◆ RECORDS TO PROCESS:

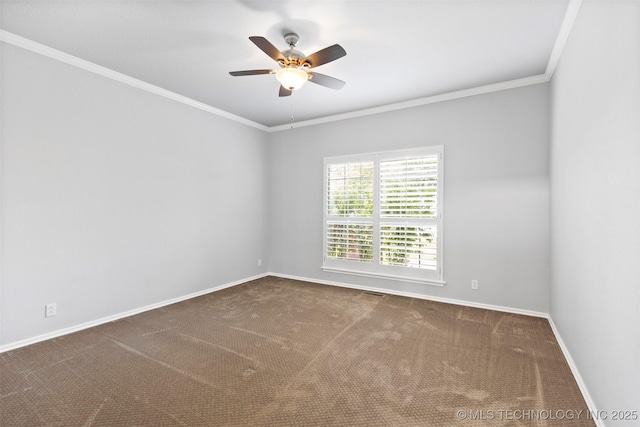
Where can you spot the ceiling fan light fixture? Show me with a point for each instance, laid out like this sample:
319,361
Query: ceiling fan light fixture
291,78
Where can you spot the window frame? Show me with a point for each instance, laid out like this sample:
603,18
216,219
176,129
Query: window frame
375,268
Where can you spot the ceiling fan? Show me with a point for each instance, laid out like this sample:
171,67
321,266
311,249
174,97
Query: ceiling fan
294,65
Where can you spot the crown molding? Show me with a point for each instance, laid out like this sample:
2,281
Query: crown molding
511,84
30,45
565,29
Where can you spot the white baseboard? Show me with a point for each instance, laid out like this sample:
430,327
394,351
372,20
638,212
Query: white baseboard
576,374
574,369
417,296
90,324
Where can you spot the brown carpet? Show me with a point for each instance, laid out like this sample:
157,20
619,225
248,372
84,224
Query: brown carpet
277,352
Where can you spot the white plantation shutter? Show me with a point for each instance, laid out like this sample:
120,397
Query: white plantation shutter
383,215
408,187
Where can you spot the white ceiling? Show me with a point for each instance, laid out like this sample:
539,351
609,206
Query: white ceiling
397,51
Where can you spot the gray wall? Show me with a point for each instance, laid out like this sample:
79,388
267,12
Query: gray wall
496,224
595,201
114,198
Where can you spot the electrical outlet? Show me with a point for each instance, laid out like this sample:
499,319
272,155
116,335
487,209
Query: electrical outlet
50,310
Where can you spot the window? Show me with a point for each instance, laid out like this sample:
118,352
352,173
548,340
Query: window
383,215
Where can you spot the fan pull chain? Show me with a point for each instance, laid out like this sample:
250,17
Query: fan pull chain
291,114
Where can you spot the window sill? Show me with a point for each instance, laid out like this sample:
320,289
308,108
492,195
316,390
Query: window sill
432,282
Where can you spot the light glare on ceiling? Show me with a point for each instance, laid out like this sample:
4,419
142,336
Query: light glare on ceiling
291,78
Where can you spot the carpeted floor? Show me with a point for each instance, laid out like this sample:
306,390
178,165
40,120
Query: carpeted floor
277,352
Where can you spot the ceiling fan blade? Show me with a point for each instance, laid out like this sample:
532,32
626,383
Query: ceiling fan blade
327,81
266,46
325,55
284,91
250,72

==

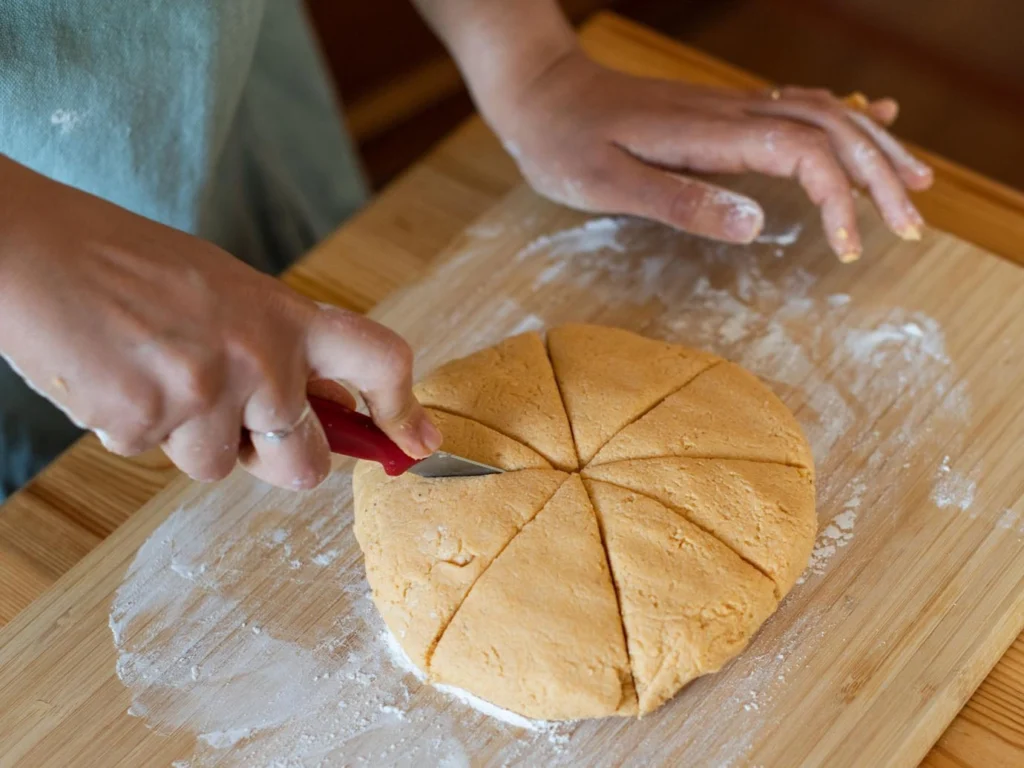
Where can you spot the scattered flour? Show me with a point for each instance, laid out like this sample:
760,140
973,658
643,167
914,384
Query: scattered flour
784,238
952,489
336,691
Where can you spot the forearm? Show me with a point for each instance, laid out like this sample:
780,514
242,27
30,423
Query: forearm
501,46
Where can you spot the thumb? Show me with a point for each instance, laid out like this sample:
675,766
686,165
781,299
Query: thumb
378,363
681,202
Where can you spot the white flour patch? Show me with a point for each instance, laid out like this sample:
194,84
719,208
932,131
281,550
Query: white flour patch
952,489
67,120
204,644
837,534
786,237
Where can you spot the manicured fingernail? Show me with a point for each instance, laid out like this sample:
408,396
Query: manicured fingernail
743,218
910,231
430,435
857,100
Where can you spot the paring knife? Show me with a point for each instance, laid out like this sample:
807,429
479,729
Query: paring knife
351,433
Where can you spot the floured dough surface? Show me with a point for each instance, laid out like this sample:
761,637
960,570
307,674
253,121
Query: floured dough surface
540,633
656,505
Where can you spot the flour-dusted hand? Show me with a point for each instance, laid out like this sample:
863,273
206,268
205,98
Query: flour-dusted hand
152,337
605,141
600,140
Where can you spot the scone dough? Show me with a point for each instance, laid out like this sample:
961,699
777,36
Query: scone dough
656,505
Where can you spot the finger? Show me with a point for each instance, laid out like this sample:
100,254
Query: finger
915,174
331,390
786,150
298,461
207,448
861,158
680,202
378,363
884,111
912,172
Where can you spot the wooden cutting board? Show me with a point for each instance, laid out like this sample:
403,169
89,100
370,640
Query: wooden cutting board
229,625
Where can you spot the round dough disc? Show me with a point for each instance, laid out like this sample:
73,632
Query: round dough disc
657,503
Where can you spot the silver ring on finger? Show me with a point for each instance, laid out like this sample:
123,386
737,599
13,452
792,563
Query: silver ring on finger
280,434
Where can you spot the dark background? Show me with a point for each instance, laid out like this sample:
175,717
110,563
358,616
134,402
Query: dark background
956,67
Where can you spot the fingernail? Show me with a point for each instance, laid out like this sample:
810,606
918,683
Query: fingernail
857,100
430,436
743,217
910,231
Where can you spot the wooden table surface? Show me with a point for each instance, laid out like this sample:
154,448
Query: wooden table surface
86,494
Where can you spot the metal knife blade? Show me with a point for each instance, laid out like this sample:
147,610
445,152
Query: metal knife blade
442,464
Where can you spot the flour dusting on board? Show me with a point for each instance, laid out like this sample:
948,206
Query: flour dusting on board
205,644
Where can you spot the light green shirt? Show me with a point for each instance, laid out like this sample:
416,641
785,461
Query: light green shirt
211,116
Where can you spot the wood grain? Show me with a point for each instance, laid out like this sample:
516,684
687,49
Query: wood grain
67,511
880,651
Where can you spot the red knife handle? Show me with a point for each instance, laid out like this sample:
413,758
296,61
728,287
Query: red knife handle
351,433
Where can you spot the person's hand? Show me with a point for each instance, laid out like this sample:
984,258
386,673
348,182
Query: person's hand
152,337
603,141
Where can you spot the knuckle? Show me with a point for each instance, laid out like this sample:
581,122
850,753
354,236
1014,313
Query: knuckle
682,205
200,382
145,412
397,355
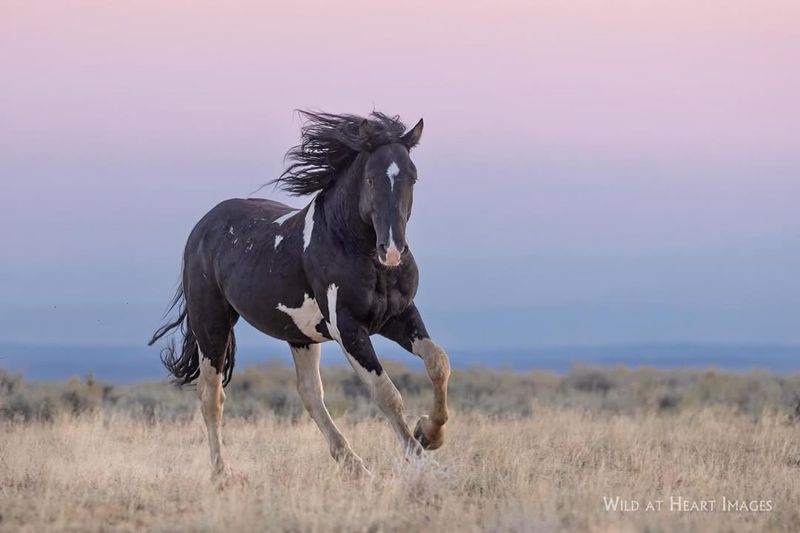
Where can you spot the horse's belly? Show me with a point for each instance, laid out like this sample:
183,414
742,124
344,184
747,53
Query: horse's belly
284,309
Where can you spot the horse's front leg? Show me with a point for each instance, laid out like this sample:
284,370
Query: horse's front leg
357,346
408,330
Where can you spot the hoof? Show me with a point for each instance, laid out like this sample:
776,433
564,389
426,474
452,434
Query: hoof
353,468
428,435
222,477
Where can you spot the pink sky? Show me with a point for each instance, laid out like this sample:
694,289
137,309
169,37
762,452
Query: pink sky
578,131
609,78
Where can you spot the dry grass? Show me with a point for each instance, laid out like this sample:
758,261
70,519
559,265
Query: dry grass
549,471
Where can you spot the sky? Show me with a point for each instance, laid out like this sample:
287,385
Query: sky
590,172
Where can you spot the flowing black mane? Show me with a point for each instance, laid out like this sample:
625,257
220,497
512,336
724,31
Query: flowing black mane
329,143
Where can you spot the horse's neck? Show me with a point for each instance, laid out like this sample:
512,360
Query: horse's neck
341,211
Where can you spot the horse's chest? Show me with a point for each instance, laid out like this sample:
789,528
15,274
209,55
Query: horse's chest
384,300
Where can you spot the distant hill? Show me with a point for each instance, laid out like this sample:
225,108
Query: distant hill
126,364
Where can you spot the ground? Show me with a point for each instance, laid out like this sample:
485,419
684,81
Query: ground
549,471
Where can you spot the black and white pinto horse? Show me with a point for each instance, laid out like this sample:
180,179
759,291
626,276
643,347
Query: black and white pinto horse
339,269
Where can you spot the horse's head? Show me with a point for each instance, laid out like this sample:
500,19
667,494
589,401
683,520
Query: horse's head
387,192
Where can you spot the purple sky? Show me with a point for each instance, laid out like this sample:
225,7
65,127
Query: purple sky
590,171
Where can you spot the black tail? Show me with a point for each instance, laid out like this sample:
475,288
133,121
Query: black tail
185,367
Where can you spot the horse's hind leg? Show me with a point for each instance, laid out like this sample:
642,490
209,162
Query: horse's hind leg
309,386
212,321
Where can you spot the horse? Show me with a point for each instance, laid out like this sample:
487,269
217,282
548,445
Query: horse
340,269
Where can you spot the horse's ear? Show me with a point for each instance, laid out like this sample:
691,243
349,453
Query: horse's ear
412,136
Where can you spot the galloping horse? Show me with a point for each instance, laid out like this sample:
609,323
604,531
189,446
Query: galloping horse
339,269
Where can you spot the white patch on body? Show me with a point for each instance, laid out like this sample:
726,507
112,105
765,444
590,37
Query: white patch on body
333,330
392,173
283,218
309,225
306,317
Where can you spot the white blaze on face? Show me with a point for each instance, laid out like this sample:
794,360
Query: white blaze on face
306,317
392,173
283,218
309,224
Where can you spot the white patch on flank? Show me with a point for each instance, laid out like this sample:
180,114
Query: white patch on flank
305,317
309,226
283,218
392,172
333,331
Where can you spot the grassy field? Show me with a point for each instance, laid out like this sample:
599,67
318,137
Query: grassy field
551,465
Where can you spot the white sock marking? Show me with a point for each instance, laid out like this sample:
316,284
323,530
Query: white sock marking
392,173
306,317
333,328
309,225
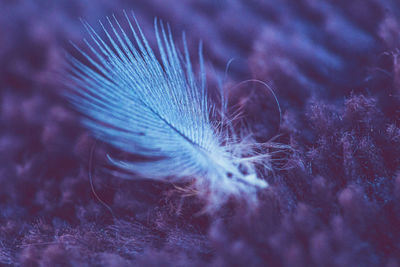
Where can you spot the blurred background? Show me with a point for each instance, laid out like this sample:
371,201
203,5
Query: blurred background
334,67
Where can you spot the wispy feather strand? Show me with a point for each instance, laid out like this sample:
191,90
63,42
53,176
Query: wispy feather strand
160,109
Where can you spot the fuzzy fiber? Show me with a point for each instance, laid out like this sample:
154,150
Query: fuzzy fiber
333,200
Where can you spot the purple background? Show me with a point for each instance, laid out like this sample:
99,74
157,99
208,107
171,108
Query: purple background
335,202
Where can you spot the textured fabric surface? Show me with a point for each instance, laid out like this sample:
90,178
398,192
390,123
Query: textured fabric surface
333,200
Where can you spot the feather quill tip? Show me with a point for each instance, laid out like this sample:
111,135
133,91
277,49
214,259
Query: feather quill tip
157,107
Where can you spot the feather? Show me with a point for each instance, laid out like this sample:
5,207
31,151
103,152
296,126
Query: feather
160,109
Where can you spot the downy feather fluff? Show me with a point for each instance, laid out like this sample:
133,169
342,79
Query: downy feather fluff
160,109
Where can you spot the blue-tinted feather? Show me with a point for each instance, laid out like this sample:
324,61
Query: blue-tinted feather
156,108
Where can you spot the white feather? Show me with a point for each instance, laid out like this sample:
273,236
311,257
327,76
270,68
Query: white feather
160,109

--

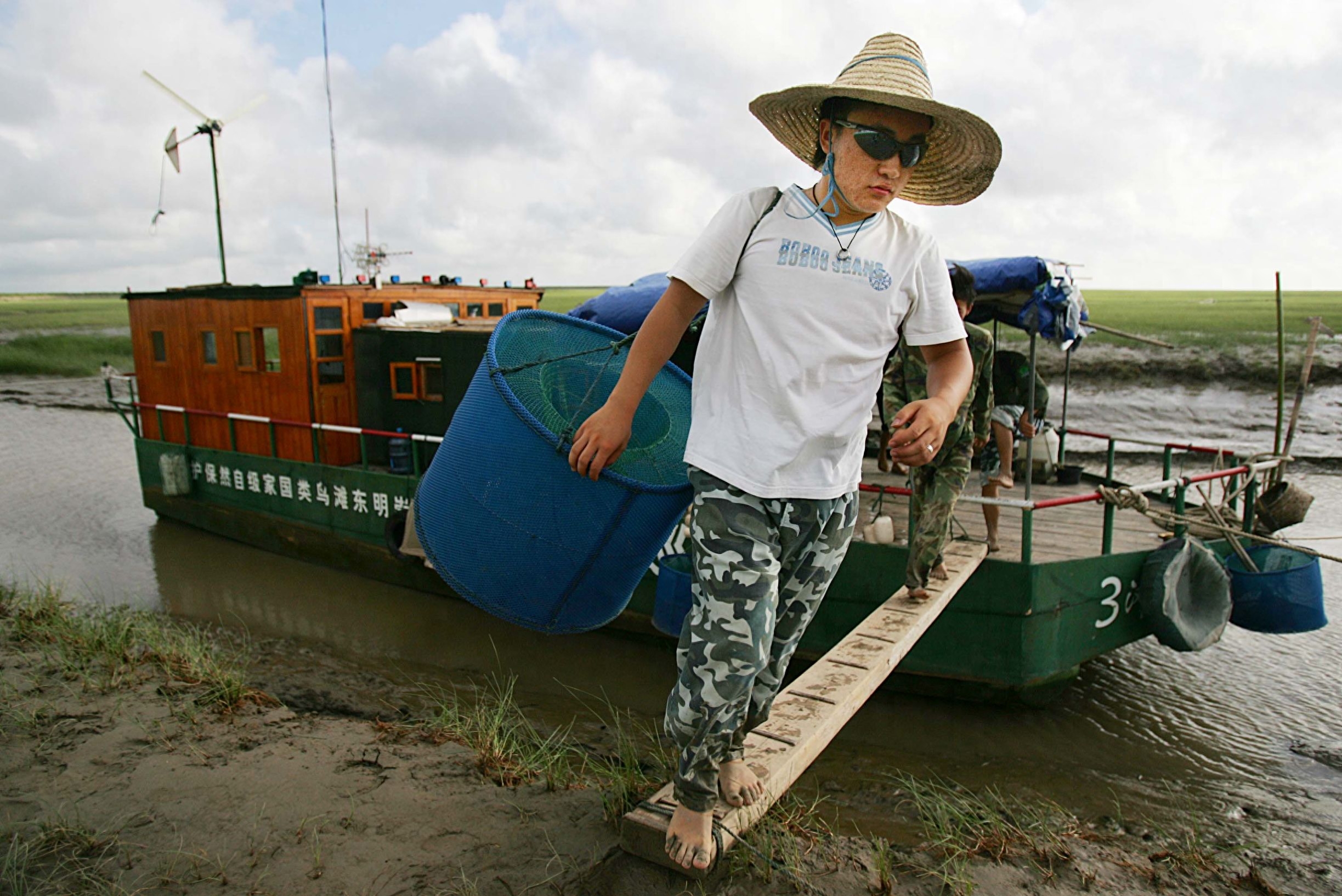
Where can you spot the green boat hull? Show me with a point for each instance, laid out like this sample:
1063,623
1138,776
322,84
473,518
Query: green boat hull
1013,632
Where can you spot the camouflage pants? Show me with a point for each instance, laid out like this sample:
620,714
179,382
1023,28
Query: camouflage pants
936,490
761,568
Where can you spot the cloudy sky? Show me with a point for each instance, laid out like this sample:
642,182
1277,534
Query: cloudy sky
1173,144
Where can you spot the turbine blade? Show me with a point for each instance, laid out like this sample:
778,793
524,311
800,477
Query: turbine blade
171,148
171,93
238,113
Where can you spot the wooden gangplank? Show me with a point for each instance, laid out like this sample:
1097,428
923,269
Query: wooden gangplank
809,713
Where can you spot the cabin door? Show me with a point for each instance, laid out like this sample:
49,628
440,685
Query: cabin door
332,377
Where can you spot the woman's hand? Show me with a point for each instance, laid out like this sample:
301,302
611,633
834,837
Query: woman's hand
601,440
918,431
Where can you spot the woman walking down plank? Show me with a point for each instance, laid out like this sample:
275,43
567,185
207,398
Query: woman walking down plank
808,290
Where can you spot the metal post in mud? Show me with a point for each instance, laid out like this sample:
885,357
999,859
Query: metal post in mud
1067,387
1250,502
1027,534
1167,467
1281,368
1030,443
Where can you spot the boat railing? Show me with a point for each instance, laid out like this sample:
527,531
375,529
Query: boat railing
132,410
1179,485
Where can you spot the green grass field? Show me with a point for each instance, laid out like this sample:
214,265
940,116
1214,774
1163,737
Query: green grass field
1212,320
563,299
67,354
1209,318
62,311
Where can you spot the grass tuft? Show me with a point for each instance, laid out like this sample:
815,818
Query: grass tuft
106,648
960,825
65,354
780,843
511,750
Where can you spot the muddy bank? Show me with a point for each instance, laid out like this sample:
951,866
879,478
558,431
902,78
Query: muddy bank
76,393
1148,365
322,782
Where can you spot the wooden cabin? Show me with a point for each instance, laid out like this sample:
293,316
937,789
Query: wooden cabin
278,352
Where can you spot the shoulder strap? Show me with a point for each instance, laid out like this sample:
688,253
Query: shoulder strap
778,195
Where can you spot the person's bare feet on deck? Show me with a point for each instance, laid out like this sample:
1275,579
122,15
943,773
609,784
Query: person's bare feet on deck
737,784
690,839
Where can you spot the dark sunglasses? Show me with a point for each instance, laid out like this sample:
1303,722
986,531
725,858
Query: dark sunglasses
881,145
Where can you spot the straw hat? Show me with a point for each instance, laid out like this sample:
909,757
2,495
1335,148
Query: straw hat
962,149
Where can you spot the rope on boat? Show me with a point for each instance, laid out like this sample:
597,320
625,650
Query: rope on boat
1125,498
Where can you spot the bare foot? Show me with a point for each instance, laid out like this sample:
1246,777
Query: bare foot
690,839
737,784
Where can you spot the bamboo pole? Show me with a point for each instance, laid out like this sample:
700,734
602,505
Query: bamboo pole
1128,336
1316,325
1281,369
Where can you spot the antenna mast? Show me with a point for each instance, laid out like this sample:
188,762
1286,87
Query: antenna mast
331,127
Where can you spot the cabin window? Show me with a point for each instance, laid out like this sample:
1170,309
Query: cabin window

◆ WORK TO DO: From the data above, extract every line that contains the string "distant" and copy each one in full.

◆ THE RESPONSE:
Where can you spot the distant hill? Show me with a point for each instance, laid out like this sample:
Query: distant hill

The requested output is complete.